Can you set down the records below line for line, without changing a single character?

[Location labeling records]

***

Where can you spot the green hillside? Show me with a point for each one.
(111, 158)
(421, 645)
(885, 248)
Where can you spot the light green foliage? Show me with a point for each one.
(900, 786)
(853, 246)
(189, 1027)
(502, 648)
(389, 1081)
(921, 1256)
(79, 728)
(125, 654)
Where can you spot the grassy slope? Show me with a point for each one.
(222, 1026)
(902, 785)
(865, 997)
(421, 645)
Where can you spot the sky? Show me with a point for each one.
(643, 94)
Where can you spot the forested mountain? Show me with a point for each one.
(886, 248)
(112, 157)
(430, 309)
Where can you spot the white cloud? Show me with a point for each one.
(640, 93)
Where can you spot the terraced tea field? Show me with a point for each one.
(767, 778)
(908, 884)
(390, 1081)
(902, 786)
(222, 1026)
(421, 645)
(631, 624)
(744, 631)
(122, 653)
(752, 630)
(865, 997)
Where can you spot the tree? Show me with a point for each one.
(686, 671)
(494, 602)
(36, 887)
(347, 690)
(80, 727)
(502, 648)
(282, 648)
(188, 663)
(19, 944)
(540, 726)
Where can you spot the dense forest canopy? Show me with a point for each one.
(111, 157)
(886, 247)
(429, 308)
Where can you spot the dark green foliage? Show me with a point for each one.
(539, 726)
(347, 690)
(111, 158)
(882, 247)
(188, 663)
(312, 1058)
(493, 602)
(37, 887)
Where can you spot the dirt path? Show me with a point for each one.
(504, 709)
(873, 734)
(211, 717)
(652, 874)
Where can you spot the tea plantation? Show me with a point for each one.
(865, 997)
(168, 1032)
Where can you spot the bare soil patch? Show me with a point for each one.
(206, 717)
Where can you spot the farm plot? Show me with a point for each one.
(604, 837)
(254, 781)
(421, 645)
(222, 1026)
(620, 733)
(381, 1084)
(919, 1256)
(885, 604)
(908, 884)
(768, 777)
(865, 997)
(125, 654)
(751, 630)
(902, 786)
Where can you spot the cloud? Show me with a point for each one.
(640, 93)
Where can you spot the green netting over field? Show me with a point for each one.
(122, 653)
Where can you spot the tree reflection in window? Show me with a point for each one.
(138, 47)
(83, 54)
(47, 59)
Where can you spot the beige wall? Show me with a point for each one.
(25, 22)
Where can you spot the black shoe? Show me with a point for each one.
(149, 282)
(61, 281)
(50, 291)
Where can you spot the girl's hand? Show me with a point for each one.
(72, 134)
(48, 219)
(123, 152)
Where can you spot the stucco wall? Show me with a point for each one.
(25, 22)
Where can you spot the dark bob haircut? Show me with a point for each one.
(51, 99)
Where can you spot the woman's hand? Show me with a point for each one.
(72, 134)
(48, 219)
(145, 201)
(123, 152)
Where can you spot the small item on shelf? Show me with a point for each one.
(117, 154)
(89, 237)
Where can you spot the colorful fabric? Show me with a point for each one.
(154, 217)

***

Written solution:
Where can you spot the green hillside? Show me with a point for each one.
(111, 158)
(421, 645)
(885, 248)
Where can you spot the light green foliage? Show me with a point for each one.
(900, 786)
(853, 246)
(189, 1027)
(502, 648)
(389, 1081)
(921, 1256)
(79, 728)
(125, 654)
Where can you spot the grassy slope? Show me with a point for each one.
(222, 1026)
(902, 785)
(865, 997)
(421, 645)
Where can you spot the sky? Show me with a point for each one.
(643, 94)
Where can you spot the forested mountain? Show me with a point for each one.
(886, 248)
(112, 157)
(430, 309)
Where can you spot the white cloud? Show me with a point for each one.
(640, 93)
Where can you spot the terraced tea field? Show me with a point for each one.
(767, 778)
(908, 884)
(390, 1081)
(902, 786)
(222, 1026)
(421, 645)
(631, 624)
(744, 631)
(122, 653)
(752, 630)
(865, 997)
Where can you spot the tree? Show me with a point for each one.
(686, 671)
(494, 602)
(36, 887)
(347, 690)
(80, 727)
(502, 648)
(282, 648)
(188, 663)
(19, 944)
(540, 726)
Where can you spot the dense forest canopy? Show me with a point for each one.
(111, 157)
(886, 247)
(429, 308)
Where can you spot the dark green foliage? Show me with a point for each one.
(539, 726)
(347, 690)
(111, 158)
(882, 247)
(188, 663)
(312, 1058)
(493, 602)
(37, 887)
Where can you spot the dirt path? Show me with a point for each one.
(504, 709)
(873, 734)
(211, 717)
(652, 874)
Where can you spot the tea plantation? Show me with a point for each one.
(865, 997)
(168, 1032)
Where can you spot the bare soil patch? Show me with a point for each one.
(206, 717)
Where can you spot the farm plot? Show me with a point for each one.
(604, 837)
(254, 781)
(421, 645)
(222, 1026)
(620, 733)
(381, 1084)
(919, 1256)
(885, 604)
(908, 884)
(768, 777)
(865, 997)
(125, 654)
(751, 630)
(902, 786)
Where can you spot the cloud? Show me with a point for each one.
(640, 93)
Where can you spot the green netting over field? Show me with a point for each one.
(122, 653)
Where can you spot the tree reflection in window? Show me with a point for each one.
(138, 47)
(83, 54)
(47, 59)
Where can you spot the beige wall? Show me with a point for each one.
(25, 22)
Where can you spot the black shoe? Show me with a point for each one.
(149, 282)
(61, 281)
(50, 291)
Where can you spot the girl's hand? Show me with a point for each one.
(72, 134)
(48, 219)
(123, 152)
Where can you spot the stucco wall? Show me with a point for each one.
(25, 22)
Where can you spot the dark bob haircut? Show me with a point for each one.
(51, 99)
Where can you spot the woman's hand? Show me with a point for each one.
(72, 134)
(48, 219)
(145, 201)
(123, 152)
Where can you spot the small item on shelf? Show me with a point for each one.
(117, 154)
(89, 237)
Where can you spot the colorful fabric? Show me with a point for each one.
(154, 217)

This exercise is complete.